EXCERPT TO READ:
Identifying ‘Black Bears’ and Choosing Metrics that Matter

Wednesday 19 November, 2025

by Zayaan Asimi (India & Oriel 2024)

What makes us human? What really matters? How do we measure what matters? According to Lindsay Herbert, it is good that things have gotten worse in the recent past. It has made big and scary corporates rethink and reconceptualise their metrics from profit-making to things that really matter – the ‘black bears’ of the world. 

Delivering the Closing Keynote for the day at the Rhodes Forum for Technology and Society 2025, Lindsay remarked that the current state of the world, no matter how bleak, has led to a paradigm shift in how big corporates think about metrics that matter. Big and scary corporates are moving beyond a solely profit-seeking model and trying to incorporate more sustainable metrics based on collaborative approaches and conversations with customers. These conversations which require active and radical listening have not just transformed how companies approach pressing challenges of humanity but also made them more profitable and sustainable in turn.

Lindsay Herbert

When the CEO of Ecolab Inc. spoke to his customers, he realised that the one thing everyone cared about the most was access to clean water. More than any technical aspects of his products, people across the world wanted access to clean drinking water. He took this feedback back to Ecolab and started to leverage technological resources to improve access to clean water. Within a few years, his company was able to ensure access to clean water during Covid-19 on a large scale and provided innovative solutions for water management. The company is now at the forefront of providing services to artificial intelligence (AI) data centres for chip cooling to help reduce environmental degradation by AI. The metrics of ‘access to clean water’, ‘wastewater management’, etc., not only addressed a global challenge, but also transformed Ecolab into a more sustainable profit-making venture.

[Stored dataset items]
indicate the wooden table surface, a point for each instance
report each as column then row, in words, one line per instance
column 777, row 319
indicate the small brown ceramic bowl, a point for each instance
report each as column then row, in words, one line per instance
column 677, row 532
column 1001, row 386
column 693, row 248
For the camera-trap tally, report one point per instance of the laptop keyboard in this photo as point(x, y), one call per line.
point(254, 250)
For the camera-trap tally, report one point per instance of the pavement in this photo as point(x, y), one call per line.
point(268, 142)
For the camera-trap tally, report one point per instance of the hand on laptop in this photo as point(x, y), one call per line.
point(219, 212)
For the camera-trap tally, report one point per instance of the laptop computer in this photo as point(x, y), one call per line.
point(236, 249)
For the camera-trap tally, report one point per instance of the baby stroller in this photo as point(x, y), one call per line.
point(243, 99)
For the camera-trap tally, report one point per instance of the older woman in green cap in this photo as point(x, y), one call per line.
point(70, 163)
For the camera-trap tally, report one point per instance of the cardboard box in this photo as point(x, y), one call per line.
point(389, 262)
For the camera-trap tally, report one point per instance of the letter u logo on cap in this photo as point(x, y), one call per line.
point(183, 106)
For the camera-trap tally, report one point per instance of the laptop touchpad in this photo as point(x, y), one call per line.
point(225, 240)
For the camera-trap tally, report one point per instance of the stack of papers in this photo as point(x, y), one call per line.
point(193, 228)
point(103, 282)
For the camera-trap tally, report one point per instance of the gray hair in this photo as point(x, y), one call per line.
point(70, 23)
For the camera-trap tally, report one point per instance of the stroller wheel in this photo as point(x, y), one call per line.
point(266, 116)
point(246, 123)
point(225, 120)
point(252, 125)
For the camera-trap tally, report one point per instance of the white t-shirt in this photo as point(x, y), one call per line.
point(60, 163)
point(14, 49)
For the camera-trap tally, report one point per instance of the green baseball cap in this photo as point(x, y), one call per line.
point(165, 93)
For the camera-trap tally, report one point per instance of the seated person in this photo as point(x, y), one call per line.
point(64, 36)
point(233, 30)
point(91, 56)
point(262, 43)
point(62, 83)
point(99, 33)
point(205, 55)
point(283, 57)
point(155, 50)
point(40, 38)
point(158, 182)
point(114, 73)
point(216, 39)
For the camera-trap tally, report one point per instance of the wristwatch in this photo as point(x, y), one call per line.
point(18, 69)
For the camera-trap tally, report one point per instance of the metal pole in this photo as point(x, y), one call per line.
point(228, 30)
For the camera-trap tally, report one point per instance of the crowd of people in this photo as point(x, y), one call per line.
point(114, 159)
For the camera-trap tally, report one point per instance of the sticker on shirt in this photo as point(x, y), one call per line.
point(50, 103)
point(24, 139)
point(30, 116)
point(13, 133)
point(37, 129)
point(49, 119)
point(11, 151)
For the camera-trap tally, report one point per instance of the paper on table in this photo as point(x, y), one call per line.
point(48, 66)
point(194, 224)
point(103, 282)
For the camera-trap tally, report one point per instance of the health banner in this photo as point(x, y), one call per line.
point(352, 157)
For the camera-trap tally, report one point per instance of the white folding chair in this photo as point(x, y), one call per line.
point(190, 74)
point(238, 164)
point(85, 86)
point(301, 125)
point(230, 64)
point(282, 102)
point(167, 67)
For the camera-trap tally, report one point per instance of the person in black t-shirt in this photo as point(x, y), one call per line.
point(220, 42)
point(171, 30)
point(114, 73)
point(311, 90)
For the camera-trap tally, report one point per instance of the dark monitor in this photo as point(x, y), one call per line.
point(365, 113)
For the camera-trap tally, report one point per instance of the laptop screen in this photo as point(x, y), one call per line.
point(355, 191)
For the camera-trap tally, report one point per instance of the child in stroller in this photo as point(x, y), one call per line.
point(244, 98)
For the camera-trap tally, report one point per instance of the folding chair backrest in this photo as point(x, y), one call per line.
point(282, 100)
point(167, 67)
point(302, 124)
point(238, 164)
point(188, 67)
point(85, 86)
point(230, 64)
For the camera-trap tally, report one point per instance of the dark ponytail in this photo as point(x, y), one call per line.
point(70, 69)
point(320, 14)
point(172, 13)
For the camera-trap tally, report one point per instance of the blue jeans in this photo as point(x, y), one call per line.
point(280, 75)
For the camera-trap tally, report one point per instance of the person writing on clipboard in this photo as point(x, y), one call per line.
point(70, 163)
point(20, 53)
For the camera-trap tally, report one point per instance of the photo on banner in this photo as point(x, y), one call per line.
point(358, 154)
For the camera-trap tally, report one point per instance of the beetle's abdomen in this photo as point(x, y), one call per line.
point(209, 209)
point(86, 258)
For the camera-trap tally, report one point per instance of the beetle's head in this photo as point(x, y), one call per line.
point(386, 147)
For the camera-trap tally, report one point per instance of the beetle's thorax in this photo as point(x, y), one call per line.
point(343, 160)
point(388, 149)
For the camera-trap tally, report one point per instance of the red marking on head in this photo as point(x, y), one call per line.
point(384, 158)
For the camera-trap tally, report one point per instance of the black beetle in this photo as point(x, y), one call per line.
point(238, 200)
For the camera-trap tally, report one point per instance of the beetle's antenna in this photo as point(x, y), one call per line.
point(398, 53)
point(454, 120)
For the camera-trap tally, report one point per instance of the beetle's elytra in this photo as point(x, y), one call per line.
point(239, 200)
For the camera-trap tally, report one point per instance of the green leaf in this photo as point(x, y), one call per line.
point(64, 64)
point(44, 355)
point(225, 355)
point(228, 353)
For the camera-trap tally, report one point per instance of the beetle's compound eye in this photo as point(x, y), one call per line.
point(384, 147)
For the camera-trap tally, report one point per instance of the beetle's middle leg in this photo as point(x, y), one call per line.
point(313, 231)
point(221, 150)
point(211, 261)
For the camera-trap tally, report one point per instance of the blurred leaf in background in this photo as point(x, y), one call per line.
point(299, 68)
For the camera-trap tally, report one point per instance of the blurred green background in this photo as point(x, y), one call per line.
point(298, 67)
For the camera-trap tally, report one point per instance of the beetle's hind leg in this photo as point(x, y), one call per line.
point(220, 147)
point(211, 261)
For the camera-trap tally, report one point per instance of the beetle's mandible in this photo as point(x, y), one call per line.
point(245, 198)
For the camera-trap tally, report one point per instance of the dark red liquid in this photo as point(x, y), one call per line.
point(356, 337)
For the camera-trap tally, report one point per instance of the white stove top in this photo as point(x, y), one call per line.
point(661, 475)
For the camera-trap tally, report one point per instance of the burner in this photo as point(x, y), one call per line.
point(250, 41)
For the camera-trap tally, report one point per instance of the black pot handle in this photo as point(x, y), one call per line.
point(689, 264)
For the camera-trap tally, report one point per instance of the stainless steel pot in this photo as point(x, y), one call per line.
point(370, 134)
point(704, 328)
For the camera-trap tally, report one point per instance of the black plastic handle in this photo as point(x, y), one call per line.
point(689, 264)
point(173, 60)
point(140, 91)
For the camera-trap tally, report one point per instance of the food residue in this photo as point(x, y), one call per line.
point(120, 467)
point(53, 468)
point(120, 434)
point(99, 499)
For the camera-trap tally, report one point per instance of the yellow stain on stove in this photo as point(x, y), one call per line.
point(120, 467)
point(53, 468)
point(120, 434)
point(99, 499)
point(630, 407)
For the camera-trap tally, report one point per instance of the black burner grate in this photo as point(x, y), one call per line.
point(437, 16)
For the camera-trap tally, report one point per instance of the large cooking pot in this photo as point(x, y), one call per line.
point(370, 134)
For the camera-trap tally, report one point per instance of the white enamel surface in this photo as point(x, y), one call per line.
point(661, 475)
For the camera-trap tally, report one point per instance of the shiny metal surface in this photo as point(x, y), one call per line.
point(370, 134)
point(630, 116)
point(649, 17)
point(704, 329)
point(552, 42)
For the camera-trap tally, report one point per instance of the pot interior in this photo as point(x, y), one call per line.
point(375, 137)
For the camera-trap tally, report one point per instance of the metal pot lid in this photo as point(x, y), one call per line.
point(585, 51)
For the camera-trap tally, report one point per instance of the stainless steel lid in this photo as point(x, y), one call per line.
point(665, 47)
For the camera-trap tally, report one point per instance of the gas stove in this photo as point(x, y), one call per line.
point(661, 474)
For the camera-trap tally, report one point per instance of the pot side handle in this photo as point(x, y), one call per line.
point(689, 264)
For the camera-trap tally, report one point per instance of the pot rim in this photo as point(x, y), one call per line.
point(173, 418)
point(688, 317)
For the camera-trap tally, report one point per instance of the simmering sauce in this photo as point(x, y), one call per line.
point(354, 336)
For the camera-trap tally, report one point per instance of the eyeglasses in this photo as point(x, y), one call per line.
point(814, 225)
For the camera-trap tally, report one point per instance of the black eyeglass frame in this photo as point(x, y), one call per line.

PROBLEMS AND TASKS:
(1) From the article on metrics that matter, output the passage that begins at the words "by Zayaan Asimi" and ends after the words "of the world.".
(2) In the article on metrics that matter, what did the CEO of Ecolab Inc. learn his customers cared about most?
(3) Take the article on metrics that matter further, starting right after its last sentence.

EXERCISE RESPONSES:
(1)
by Zayaan Asimi (India & Oriel 2024)

What makes us human? What really matters? How do we measure what matters? According to Lindsay Herbert, it is good that things have gotten worse in the recent past. It has made big and scary corporates rethink and reconceptualise their metrics from profit-making to things that really matter – the ‘black bears’ of the world.

(2) Access to clean water.

(3)
Boehringer Ingelheim, a leading pharmaceutical company, did a similar thing – instead of focusing solely on developing a vaccine for swine flu, they focused on its early detection and prevention in large scale pig farms. While doing the latter, they were able to identify symptoms and patterns of the disease which eventually made it much easier to develop the vaccine. They focused on using emerging technology, particularly AI, for such detection in individual pigs in large farms. By refocusing their approach towards healthcare and sustainability, they were eventually able to make the company more profitable as well. The newly appointed CEO of DBS Bank, Singapore was able to bring back a dying company by making consumer welfare the primary metric for the bank. By focusing on how to save consumers’ time, the bank became the first in the country to introduce cryptocurrency and deploy AI on a large scale. A company that was once infamous for being slow and taking twenty-seven days to process a credit card request was now a national leader in financial technology. The road to this was simple: take a step back and listen to what consumers want and what matters to them.

‘We will not be measured by whom we exclude but whom we include’, was the motto for President of Arizona State University, whose metric was access to quality education. Through multiple collaborations with different institutions across the world, he was able to provide access to quality education to areas previously deprived of it. He did not stop here. To ensure that he addresses the problems of his own students who were in huge amounts of debt, he hired them to teach on and facilitate the international programmes. 

According to Lindsay, these examples teach us the value of choosing metrics that matter, and identifying such metrics can help us ‘get ourselves together, co-design, and co-create’. These metrics help corporates to move beyond individualistic and profit-making thinking into more community-driven and collaborative approaches which enable sustainable practices to solve the biggest challenges faced by humanity, like access to water and education.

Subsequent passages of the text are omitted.